▶ **What the task requires**: Resume the High Court hearing transcript below, continuing from its final line.

▶ **Text passage**:
··········

James Engineering Pty Limited v ABB Australia Pty Limited & Anor

Case

[2020] HCATrans 13

No judgment structure available for this case.

[2020] HCATrans 013

IN THE HIGH COURT OF AUSTRALIA

Office of the Registry
  Darwin  No D18 of 2019

B e t w e e n -

JAMES ENGINEERING PTY LIMITED (ABN 63 101 887 950)

Applicant

and

ABB AUSTRALIA PTY LIMITED (ABN 68 003 337 611)

First Respondent

JOHN TUHTAN

Second Respondent

Application for special leave to appeal

KIEFEL CJ
EDELMAN J

TRANSCRIPT OF PROCEEDINGS

AT CANBERRA ON FRIDAY, 14 FEBRUARY 2020, AT 10.54 AM

Copyright in the High Court of Australia

MR D.A. SAVAGE, QC:   May it please, the Court, I appear with my learned friend, MR C.D. COULSEN, for the applicant.  (instructed by QBM Lawyers)

MR A. WYVILL, SC:   If it pleases the Court, I appear for the first respondent.  (instructed by McCullough Robertson Lawyers)

KIEFEL CJ:   Yes, Mr Savage.

MR SAVAGE:   Your Honour, the question here is whether in a building and construction payment adjudication in the Northern Territory, which our learned friends refer to as the “West Coast” model of that legislation, there is, as the court found below, a broader or a different scope for a view for jurisdictional error than there is in the corresponding “East Coast” model, that being the model that is legislated in New South Wales and Queensland and upon which the important cases on the scope of jurisdictional review in that model depend. 

The question raised invites a consideration of the different provisions between the Northern Territory legislation and, for example, the New South Wales legislation or any other legislation which one might call the “East Coast” model.

EDELMAN J:   Why does it invite a consideration of the different bits of legislation?  Why would it not just involve consideration of whether there was a jurisdictional error, as found below?

MR SAVAGE:   Only to this extent, that it was said that the decision rests on the basis that the Northern Territory legislation has different provisions than any of the “East Coast” model legislative provisions which authorise the review.  That is why the Court said it was unnecessary to look to decisions about jurisdictional review in the “East Coast” model because of the different provisions in the Northern Territory legislation.

KIEFEL CJ:   The Northern Territory legislation has been subject to amendment, has it not, last year?

··········

▶ **Listing**:
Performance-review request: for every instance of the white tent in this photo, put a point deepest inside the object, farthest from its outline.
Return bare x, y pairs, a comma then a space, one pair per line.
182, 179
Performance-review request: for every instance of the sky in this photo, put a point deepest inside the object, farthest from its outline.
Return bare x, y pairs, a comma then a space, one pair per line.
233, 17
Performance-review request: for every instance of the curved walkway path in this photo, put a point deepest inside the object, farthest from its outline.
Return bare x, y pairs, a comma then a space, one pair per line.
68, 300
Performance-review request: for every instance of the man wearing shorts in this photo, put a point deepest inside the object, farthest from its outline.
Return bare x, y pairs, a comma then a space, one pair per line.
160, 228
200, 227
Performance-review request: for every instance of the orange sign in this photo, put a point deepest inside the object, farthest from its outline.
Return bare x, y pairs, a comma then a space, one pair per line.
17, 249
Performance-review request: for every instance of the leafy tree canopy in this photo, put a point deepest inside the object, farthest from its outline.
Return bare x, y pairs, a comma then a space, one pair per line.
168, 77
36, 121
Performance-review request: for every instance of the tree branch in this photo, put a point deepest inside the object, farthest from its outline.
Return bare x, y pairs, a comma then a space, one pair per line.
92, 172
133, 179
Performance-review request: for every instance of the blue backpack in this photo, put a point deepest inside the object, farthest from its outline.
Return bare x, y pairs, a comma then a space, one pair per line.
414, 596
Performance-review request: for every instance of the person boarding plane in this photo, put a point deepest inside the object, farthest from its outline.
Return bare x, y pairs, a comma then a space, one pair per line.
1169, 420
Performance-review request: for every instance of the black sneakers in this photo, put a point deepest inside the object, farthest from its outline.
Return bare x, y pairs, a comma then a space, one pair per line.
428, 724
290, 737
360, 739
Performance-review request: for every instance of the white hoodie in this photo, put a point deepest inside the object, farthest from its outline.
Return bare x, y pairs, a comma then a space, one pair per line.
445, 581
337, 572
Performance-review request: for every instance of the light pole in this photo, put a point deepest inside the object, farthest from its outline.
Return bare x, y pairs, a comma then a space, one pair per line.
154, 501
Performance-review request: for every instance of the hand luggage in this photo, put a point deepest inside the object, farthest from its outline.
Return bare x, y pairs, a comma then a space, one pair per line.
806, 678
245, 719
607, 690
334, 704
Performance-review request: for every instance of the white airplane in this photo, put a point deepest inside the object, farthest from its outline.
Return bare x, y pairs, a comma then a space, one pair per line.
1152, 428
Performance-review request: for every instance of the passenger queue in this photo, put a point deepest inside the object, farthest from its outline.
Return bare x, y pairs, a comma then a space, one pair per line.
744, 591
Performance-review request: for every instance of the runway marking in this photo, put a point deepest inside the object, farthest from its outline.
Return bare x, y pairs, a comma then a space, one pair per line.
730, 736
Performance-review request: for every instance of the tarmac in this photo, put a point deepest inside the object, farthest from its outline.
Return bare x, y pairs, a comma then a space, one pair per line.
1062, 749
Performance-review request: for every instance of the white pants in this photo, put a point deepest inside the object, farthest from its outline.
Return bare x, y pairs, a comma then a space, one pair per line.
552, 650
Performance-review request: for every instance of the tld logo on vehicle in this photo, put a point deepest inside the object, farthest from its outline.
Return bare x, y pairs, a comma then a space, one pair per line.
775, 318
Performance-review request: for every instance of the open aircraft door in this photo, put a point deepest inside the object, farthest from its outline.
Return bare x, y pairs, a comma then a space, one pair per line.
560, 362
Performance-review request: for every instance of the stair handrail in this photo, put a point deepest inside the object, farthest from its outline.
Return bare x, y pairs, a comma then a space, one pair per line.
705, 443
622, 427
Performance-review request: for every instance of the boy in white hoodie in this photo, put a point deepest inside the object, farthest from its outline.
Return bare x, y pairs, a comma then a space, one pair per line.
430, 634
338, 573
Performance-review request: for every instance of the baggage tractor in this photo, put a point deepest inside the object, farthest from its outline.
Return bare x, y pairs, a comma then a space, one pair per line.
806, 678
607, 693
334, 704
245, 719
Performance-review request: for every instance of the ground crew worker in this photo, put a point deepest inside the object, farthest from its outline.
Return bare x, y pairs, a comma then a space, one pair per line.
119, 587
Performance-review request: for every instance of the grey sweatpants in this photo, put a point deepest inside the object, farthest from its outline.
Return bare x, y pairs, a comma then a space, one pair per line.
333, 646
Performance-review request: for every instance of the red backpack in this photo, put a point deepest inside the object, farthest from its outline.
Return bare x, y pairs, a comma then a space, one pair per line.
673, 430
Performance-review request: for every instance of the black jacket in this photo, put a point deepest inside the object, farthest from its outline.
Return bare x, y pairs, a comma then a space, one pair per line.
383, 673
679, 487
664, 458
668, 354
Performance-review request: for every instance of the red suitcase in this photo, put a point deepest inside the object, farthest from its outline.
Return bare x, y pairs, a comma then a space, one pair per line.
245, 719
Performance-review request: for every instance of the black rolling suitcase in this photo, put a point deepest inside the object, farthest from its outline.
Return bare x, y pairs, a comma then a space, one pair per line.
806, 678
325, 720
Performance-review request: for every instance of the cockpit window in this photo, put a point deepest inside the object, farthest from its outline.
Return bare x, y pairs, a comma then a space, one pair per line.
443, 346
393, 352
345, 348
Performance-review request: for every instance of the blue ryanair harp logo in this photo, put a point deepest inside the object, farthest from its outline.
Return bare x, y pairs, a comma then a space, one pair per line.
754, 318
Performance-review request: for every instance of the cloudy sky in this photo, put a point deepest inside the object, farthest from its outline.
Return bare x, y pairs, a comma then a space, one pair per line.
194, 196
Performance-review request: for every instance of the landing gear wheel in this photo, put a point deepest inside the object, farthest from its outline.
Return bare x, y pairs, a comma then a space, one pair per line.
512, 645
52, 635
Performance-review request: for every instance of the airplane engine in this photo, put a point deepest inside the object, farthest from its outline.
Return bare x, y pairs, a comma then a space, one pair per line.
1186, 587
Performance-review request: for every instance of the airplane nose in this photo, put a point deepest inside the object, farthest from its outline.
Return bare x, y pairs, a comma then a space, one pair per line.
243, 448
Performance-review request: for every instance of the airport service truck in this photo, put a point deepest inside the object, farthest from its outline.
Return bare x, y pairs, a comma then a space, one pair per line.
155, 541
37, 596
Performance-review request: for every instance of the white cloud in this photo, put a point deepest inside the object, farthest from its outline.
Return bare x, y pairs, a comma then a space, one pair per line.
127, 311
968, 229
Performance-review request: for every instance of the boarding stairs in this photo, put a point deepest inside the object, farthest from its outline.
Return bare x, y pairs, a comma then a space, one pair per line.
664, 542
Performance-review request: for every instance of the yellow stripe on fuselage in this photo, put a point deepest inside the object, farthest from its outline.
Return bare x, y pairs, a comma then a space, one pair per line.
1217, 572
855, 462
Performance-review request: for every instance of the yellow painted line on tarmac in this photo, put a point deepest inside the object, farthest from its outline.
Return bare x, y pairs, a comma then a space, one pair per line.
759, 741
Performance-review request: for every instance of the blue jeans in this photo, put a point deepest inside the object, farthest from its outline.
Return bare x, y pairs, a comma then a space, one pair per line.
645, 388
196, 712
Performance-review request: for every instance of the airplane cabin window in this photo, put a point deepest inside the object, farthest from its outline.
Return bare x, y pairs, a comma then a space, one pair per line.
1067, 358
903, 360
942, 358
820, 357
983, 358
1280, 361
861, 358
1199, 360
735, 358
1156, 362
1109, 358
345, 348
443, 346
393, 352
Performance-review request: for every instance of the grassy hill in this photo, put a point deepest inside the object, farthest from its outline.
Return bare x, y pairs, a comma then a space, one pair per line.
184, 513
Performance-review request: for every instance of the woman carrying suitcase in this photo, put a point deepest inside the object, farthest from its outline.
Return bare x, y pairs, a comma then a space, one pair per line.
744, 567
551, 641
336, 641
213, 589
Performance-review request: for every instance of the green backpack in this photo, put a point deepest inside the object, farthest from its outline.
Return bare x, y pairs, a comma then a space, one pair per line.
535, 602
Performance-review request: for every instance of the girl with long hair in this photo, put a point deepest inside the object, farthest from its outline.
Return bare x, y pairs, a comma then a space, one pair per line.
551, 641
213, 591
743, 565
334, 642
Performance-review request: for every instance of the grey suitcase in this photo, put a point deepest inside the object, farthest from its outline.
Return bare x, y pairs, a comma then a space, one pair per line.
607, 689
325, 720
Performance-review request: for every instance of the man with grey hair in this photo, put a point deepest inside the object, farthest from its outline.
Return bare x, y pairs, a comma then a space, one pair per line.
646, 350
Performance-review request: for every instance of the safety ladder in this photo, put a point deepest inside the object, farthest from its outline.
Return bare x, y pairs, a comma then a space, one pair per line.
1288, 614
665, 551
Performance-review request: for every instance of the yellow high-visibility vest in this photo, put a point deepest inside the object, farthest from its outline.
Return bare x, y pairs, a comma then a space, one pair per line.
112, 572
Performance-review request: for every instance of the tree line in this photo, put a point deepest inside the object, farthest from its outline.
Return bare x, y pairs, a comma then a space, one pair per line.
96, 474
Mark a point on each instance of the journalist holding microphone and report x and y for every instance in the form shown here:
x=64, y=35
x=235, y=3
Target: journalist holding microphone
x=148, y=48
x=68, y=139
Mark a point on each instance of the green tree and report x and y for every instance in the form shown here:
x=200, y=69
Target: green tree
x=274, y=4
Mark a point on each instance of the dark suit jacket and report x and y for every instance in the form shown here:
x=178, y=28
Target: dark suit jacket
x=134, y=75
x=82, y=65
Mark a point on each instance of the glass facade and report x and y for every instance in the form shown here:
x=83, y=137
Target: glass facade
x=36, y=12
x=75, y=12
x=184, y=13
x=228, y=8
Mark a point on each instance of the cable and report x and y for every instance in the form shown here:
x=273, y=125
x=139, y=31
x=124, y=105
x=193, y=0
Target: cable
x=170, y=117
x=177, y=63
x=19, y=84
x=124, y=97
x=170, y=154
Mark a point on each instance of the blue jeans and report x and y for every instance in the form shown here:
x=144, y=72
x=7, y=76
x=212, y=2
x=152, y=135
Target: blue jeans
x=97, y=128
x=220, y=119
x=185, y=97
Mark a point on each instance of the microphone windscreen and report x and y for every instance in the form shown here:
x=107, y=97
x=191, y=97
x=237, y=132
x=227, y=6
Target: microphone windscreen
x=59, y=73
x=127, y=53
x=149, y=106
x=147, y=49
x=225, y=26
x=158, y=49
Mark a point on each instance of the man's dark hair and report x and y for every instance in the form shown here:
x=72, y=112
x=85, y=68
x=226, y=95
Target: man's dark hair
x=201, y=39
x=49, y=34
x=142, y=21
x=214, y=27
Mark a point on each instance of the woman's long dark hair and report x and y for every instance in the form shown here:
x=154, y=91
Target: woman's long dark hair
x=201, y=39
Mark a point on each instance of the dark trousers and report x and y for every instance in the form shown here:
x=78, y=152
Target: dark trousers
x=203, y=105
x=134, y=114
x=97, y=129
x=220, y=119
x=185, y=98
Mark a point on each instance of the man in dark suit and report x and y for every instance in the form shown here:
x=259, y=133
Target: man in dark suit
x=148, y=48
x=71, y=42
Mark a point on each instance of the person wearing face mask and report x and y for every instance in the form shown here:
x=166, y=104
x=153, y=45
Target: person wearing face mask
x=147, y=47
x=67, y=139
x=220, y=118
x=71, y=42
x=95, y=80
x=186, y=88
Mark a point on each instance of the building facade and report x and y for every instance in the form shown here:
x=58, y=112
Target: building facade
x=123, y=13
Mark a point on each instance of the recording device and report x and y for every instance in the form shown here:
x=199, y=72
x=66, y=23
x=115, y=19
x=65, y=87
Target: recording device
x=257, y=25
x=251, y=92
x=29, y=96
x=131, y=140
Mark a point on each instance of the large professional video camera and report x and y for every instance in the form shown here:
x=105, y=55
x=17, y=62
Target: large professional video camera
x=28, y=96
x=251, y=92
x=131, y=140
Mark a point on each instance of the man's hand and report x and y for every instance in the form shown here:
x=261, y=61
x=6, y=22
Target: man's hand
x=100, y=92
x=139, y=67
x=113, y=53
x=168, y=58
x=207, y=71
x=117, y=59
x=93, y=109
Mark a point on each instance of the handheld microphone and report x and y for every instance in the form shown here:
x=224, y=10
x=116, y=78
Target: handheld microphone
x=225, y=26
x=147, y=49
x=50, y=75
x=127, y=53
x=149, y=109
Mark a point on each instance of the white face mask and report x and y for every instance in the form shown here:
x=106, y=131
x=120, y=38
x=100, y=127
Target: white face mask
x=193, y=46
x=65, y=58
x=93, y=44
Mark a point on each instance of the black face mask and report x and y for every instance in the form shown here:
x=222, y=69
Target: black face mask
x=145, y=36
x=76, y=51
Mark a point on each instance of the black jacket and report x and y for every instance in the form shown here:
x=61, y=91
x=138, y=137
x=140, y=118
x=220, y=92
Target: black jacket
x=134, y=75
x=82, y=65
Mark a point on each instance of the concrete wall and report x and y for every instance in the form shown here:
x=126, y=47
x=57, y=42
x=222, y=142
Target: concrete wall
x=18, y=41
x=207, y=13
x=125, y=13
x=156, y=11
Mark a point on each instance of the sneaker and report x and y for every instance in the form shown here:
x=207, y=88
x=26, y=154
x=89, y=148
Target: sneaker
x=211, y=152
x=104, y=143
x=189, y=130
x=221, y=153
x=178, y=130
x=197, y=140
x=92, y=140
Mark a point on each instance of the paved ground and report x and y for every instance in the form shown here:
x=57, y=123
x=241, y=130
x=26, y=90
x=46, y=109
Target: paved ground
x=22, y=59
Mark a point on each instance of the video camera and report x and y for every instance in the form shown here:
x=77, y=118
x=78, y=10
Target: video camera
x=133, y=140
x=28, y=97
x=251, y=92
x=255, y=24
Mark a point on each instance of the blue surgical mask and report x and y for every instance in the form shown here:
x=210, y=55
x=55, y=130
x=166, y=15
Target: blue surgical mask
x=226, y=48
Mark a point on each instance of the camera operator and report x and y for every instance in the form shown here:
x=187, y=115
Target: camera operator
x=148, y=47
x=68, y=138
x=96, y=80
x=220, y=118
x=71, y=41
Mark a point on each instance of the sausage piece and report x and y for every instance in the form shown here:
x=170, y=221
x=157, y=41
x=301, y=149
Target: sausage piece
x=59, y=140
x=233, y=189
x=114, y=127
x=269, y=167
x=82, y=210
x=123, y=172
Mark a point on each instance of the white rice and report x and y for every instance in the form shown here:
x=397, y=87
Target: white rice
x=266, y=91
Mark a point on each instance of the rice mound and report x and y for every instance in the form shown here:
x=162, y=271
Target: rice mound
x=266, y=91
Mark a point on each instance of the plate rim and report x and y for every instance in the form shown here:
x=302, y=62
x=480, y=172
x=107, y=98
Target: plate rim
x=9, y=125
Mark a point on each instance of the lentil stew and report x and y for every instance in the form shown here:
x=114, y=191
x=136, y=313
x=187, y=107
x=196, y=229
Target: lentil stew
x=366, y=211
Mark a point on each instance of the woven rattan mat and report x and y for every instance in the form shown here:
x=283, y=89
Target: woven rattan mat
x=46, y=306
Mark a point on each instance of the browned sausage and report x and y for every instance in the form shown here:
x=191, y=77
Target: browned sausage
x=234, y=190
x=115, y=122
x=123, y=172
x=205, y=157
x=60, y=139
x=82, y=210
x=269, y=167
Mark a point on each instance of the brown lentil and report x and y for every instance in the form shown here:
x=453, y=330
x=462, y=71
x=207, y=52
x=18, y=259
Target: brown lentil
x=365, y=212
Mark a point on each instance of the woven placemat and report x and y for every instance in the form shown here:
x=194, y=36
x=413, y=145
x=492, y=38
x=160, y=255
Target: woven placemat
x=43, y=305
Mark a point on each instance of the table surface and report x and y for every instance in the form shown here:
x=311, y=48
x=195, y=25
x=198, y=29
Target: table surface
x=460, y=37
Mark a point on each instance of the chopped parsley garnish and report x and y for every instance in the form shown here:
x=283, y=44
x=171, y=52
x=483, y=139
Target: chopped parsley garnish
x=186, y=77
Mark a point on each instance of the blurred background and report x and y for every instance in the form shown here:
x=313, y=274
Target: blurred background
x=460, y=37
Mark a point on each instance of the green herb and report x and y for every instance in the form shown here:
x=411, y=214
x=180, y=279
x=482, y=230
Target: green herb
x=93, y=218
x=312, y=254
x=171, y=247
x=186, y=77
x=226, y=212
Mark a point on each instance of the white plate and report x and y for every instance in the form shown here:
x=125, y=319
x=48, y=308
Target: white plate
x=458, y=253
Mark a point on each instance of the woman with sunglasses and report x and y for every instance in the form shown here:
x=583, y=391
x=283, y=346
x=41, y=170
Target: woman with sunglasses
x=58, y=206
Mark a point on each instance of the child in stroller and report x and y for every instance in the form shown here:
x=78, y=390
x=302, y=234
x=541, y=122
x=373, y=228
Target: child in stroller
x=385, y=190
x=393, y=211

··········

▶ **Solved exercise**:
MR SAVAGE:   Yes, yes.

KIEFEL CJ:   The effect of that provision is specific attention, now the matter has been clarified to an extent.

MR SAVAGE:   Not on our case.

KIEFEL CJ:   Expressly permits or requires adjudicators to assess liquidated damages.

MR SAVAGE:   It does – but only if there is a finding of liquidated damages in the adjudication.  So, prior, there was some doubt as to whether an adjudicator – if there was a claim for liquidated damages – could assess the liquidated damages and that – to the extent it was a controversy – has been clarified by that legislation.  But that has nothing to do with this case. 

This case depends upon the provisions which the Court of Appeal said were the essence of the distinction, as it were – being section 33(1)(b) of the Northern Territory legislation – the effect of which is said to be that an adjudicator, having performed the adjudication process, has an obligation to say who should pay whom what amount of money.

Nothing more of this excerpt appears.